Exercise prompt:
Quote, without any alteration, the lines of the material from the line containing "Please trace the outline of every instance of the drainpipe." through the line containing "POLYGON ((100 67, 100", both included.

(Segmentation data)
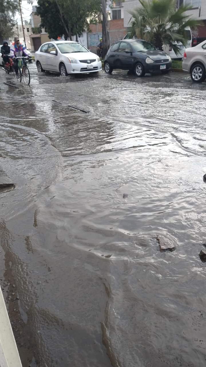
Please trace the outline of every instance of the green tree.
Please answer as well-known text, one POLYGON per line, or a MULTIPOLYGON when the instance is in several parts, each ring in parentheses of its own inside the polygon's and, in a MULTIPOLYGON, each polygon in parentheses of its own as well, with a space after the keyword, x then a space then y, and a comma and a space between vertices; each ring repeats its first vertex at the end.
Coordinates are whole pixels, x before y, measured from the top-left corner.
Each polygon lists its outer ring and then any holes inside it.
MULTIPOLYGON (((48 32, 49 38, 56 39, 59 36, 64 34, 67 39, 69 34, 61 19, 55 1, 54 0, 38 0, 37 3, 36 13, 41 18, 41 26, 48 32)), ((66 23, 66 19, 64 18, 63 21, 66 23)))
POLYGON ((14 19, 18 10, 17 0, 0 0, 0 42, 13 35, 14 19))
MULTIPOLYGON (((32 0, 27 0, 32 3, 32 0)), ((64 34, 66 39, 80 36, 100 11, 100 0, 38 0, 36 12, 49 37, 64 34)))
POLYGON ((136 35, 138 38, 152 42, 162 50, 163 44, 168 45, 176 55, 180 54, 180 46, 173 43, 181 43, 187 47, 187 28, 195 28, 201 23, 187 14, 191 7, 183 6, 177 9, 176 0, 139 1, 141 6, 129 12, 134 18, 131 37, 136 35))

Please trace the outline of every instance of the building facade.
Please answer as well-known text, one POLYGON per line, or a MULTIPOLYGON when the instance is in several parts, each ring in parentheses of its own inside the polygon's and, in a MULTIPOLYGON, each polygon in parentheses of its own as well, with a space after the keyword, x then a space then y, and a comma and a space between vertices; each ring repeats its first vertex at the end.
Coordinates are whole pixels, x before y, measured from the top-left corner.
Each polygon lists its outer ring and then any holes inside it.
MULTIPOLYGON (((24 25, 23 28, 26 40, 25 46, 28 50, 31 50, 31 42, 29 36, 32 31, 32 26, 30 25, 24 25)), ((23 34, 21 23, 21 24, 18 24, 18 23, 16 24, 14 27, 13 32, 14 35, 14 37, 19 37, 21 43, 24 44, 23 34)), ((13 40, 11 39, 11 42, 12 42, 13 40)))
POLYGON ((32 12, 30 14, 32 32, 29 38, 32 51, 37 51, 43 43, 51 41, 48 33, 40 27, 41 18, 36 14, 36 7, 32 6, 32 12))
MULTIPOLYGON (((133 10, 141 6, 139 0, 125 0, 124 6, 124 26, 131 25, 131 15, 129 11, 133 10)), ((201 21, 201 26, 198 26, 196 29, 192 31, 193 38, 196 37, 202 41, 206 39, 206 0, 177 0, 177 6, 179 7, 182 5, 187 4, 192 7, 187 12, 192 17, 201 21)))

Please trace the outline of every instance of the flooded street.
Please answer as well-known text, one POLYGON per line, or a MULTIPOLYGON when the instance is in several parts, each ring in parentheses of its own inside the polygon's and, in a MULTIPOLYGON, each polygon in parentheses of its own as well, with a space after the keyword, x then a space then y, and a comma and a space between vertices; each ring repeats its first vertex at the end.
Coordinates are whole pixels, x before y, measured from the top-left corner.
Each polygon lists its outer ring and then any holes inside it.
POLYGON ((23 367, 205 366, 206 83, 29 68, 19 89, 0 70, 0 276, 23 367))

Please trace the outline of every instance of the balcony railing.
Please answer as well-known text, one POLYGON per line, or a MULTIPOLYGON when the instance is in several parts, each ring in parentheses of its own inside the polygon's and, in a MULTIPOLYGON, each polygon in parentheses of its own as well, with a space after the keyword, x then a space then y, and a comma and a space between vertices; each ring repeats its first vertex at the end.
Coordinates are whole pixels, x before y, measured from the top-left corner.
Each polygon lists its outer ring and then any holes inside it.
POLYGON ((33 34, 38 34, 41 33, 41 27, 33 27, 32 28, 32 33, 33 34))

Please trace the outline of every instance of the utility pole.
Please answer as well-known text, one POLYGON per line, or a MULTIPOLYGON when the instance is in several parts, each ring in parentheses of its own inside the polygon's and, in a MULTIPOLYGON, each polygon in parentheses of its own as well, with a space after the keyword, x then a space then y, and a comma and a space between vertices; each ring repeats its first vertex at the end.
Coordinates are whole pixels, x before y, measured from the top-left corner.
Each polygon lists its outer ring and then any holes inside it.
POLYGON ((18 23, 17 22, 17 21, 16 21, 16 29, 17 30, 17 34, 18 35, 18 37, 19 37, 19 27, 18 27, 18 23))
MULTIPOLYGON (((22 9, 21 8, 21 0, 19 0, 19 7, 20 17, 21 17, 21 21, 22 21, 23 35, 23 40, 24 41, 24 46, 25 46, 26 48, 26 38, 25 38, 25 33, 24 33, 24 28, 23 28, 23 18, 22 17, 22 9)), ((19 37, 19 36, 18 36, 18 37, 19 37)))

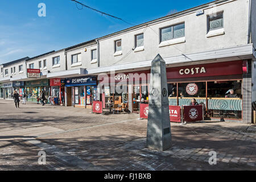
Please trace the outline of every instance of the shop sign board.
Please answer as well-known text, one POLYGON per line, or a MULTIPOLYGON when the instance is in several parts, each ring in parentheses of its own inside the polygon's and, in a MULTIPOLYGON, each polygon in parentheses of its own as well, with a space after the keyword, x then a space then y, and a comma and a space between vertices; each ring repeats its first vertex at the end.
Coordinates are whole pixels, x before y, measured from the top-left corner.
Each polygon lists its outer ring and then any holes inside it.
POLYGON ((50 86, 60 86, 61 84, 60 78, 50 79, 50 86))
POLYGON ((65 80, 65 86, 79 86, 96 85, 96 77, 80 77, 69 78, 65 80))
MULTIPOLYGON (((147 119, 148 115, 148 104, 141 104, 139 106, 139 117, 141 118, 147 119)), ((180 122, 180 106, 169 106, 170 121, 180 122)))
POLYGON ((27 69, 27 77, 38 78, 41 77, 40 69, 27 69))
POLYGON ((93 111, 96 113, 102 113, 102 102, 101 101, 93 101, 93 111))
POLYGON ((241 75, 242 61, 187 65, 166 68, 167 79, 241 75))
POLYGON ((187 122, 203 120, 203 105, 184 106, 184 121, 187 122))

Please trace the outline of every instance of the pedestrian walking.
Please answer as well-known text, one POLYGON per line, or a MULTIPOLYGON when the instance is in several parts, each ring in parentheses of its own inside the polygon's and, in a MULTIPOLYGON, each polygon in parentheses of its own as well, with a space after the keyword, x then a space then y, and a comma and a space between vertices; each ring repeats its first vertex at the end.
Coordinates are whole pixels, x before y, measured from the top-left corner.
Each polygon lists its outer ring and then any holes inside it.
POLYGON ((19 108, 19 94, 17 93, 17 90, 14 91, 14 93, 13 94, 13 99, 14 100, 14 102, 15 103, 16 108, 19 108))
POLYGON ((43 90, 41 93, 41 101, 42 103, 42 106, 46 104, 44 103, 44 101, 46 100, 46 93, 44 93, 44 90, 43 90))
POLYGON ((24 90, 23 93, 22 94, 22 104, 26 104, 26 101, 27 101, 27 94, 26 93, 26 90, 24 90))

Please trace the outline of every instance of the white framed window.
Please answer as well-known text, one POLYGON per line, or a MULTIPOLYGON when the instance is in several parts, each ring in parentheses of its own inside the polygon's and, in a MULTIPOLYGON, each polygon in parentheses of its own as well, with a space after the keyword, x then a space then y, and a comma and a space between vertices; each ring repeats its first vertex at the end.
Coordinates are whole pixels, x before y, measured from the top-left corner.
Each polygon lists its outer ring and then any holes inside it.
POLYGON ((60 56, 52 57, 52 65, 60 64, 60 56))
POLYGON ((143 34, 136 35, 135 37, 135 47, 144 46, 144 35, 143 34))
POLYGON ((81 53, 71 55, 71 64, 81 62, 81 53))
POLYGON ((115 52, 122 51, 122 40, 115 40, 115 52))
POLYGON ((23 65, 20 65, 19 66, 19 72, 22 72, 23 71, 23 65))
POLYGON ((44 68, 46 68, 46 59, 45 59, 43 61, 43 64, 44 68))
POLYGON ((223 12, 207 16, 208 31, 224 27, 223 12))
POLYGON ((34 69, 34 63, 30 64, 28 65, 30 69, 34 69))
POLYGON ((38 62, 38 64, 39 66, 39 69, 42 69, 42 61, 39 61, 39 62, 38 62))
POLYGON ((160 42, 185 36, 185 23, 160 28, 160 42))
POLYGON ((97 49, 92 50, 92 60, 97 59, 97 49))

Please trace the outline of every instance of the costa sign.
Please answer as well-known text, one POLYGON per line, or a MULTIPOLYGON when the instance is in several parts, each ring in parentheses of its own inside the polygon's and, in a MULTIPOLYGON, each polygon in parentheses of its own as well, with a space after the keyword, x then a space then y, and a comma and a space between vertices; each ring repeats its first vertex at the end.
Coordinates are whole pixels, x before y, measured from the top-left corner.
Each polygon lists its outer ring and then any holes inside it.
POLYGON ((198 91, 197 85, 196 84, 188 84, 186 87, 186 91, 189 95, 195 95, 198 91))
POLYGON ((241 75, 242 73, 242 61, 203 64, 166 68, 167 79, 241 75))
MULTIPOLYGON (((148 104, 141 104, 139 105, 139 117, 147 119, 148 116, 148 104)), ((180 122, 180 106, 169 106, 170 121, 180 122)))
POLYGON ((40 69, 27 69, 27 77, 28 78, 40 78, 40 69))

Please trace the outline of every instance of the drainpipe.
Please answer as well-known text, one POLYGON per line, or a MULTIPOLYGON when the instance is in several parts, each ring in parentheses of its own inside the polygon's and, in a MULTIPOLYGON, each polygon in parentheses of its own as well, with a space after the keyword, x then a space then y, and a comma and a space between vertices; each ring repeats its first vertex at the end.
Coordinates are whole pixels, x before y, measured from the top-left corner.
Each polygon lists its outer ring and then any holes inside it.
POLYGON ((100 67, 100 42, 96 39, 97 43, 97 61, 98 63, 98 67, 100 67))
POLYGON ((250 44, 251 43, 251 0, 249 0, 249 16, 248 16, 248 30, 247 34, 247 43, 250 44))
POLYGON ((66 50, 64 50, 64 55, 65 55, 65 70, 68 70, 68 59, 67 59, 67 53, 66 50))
* * *
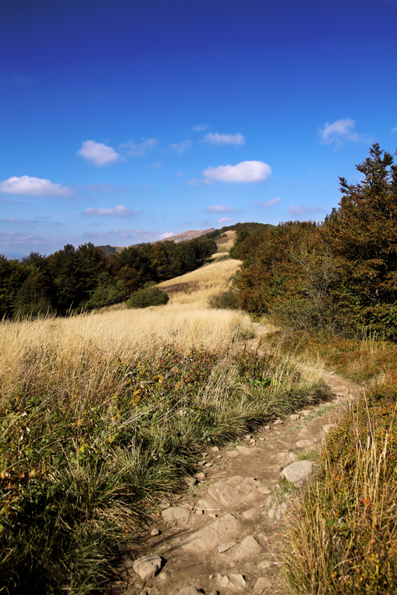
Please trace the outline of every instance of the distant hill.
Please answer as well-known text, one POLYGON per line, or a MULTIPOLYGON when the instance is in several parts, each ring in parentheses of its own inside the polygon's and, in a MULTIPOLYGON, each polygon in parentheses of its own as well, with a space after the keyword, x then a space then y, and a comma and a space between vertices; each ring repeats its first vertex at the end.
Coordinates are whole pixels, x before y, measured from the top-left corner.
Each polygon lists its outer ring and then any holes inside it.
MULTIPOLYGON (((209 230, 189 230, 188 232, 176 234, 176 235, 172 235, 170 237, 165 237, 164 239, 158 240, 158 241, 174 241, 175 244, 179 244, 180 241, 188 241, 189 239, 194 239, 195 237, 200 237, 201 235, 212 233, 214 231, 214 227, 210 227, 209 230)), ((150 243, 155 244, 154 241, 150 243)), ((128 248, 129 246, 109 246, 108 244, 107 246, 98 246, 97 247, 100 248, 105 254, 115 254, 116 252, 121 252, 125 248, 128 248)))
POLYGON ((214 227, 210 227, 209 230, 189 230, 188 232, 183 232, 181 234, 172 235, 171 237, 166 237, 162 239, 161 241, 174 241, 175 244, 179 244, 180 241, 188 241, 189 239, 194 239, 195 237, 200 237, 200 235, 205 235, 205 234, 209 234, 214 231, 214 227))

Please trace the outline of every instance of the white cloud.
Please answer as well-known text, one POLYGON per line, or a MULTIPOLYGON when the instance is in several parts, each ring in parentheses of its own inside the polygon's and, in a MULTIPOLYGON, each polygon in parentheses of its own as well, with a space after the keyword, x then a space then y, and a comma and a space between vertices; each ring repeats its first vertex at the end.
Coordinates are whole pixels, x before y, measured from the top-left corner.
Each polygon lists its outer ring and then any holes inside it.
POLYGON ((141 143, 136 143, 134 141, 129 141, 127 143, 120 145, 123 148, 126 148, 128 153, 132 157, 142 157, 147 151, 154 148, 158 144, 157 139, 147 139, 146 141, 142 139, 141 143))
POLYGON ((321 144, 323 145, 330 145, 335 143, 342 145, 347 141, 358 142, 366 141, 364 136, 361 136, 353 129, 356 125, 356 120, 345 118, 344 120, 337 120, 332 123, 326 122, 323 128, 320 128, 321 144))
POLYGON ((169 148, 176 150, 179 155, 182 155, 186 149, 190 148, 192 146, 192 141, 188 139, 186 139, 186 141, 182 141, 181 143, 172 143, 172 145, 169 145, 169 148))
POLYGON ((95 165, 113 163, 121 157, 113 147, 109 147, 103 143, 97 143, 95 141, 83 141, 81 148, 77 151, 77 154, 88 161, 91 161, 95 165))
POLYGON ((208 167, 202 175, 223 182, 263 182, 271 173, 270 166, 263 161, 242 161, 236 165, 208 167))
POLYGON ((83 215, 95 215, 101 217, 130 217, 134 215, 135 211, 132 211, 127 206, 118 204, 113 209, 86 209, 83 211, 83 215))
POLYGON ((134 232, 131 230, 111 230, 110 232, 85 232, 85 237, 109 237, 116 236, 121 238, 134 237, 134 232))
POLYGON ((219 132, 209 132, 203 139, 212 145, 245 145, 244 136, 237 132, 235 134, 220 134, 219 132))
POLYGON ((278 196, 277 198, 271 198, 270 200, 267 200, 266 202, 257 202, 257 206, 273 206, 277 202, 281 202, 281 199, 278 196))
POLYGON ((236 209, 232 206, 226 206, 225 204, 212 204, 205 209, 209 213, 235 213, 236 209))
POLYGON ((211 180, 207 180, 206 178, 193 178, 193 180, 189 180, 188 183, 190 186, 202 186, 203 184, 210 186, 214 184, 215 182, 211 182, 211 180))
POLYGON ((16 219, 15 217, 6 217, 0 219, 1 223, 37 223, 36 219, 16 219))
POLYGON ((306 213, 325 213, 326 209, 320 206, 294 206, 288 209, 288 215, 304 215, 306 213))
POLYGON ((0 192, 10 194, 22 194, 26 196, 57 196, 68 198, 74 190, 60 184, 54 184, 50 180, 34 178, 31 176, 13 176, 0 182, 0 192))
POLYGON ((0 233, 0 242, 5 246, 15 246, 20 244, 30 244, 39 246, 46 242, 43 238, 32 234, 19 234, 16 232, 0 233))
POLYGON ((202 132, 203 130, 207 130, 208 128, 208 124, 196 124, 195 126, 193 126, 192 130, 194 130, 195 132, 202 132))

Finished answer:
Please trace the outline of every instance of the drainpipe.
Please answer as well-known text, one POLYGON per line, or a MULTIPOLYGON when the instance is in several parts, each ring in parentheses of its own inside the polygon's and, in a MULTIPOLYGON, each polygon in parentheses of its own as well, with a space after the keyword, x then a space then y, and a comma and a space between vertices; each ring repeats its first vertex at the end.
Coordinates are whole pixels, x before y, measured from the top-left corner.
Each polygon lists its outer ring and then any holes inside it.
POLYGON ((100 67, 100 42, 96 39, 97 43, 97 61, 98 63, 98 67, 100 67))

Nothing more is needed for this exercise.